В 1976 году это была, как сказали бы сейчас, «бомба» (в те годы это называли «оглушительным успехом»): ажиотаж, восторг и мгновенное признание для хореографа, которому еще и 30 не было. Парень, казалось, приехал в Минск просто поработать, а остался создавать свой мир.

В первом большом балете Елизарьев показал свое главное качество как хореограф: он хочет говорить о серьезном, более того, он научит нас тому же – думать и говорить о серьезном. И если для этого нужно переписать «Сотворение мира» – значит, нужно переписать. В этом спектакле он говорит: ребята, не Бог и не Дьявол – вы сами за все в ответе. Сами можете себя убить, но и возродиться сможете тоже сами. Дерзайте, я в вас верю! И – Женщина. Конечно, у Елизарьева обязательно должна быть Женщина. Ева. Но не искусительница-соблазнительница, а – возлюбленная, мать; хрупкая до звона, но сильная настолько, что спасет и Адама, и все человечество. Вера во всепобеждающую силу Женщины во всех елизарьевских балетах непоколебима.

Бог (или все-таки Елизарьев?) дарует Адаму Еву как спасение, когда тот – мальчишка, не различающий еще добра и зла, заскучавший было в Эдеме, – выбирает, кажется, Дьявола: с ним же веселее, ну! И вот тогда Бог дает ему Еву, идущую по облакам.

Первая исполнительница этой роли Людмила Бржозовская говорит: «Он эту часть – Ave Еvа, когда она по облакам ходит, – во сне увидел. Странно это – во сне видеть». Ничего на самом деле странного: вещие прозрения даются тем, у кого мозг работает без перерыва. Самая известная история, пожалуй, с Дмитрием Менделеевым приключилась, которому Периодическая система химических элементов тоже приснилась. Вам и мне не приснится, потому что мы не думаем об этом денно и нощно, а тем, чей мозг не отдыхает, – запросто. Явление Евы в «Сотворении мира» было первым хореографическим сном Валентина Елизарьева, но далеко не последним. Потом ему такие сны нередко снились, а однажды приснился целый акт – первый в «Щелкунчике». Но, еще раз, такие сны приходят только к подготовленным.
_____
# [Текст задания A]
Выпишите из отрывка о балете «Сотворение мира» кусок от слов «В первом большом» до слов «елизарьевских балетах непоколебима.» включительно.
# [Текст задания B]
Допишите продолжение отрывка о балете «Сотворение мира», начиная сразу после его последнего предложения.

# [Исходные данные]
_____
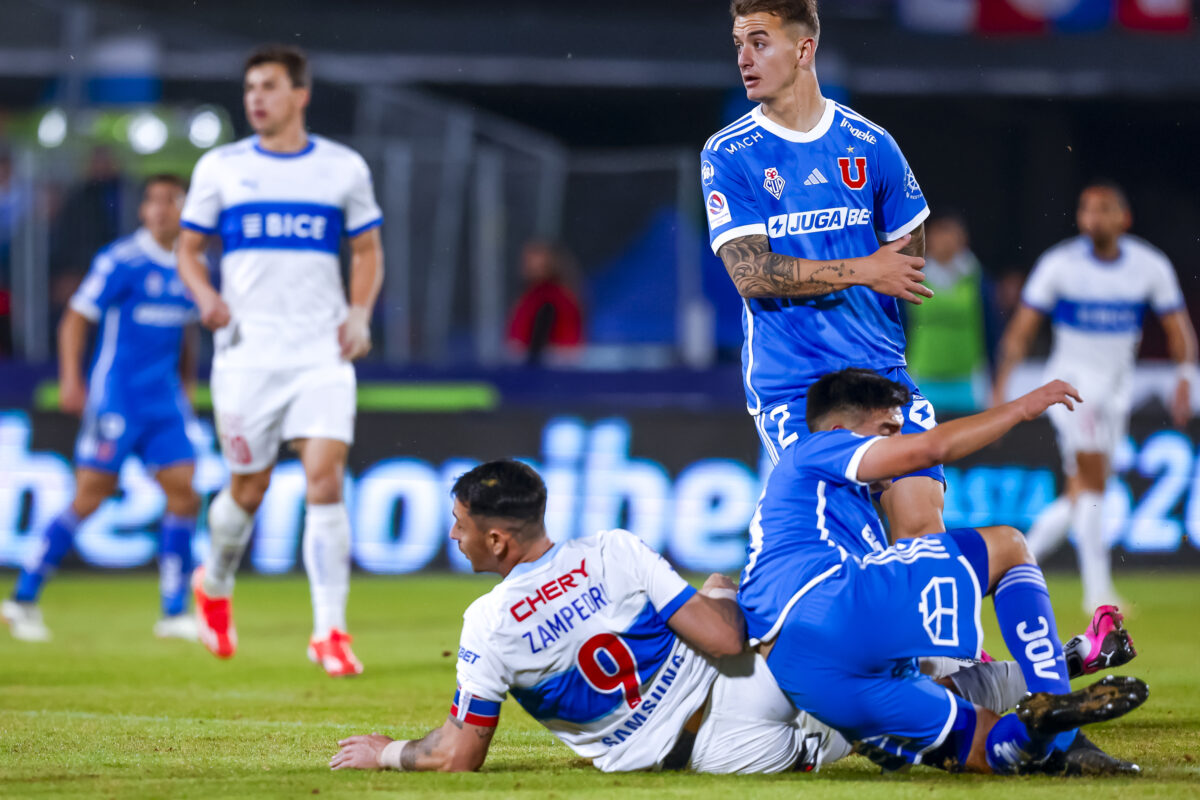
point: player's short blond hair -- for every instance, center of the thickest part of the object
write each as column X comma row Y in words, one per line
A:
column 803, row 12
_____
# [Ответ A]
В первом большом балете Елизарьев показал свое главное качество как хореограф: он хочет говорить о серьезном, более того, он научит нас тому же – думать и говорить о серьезном. И если для этого нужно переписать «Сотворение мира» – значит, нужно переписать. В этом спектакле он говорит: ребята, не Бог и не Дьявол – вы сами за все в ответе. Сами можете себя убить, но и возродиться сможете тоже сами. Дерзайте, я в вас верю! И – Женщина. Конечно, у Елизарьева обязательно должна быть Женщина. Ева. Но не искусительница-соблазнительница, а – возлюбленная, мать; хрупкая до звона, но сильная настолько, что спасет и Адама, и все человечество. Вера во всепобеждающую силу Женщины во всех елизарьевских балетах непоколебима.

# [Ответ B]
Людмила Бржозовская вспоминает, как потом репетировала эту сцену с Елизарьевым:

– В «рождении Евы» Валентин Николаевич рассказывал и показывал все от начала до конца: раздвинь траву кончиками пальцев, иди, как по облакам, остановись и представь, что на тебя дует теплый ветерок. В каждом движении были некие краски, и чтобы все их выполнить, я без конца оставалась после репетиций и пробовала, как можно ходить по облакам.

Людмила Хитрова, которая танцует Еву сейчас, говорит:

– Зрители, я думаю, не понимают, что это облака (ну, это она зря так о нас! – И. П.). Но когда мы делаем это, именно ощущение, что ты идешь по облакам, – космическое. Это добавляет очень много внутреннего смысла.

Хитрова признается, что, когда она только пришла работать в театр, роль Евы была ее первой мечтой:

– Я тогда танцевала ангелочка. И вот заканчивается в первом акте блок ангелов, я сижу за кулисами, а Еву танцевала Людмила Кудрявцева. Так при первом появлении Евы, у меня слезы катились – настолько музыка, хореография, сценография и сама Люда в партии Евы были хороши… Я сидела вся в мурашках и плакала. Где-то там, глубоко-глубоко, мечта промелькнула: может, когда-нибудь и я…

Сейчас Людмила Хитрова тоже умеет ходить по облакам.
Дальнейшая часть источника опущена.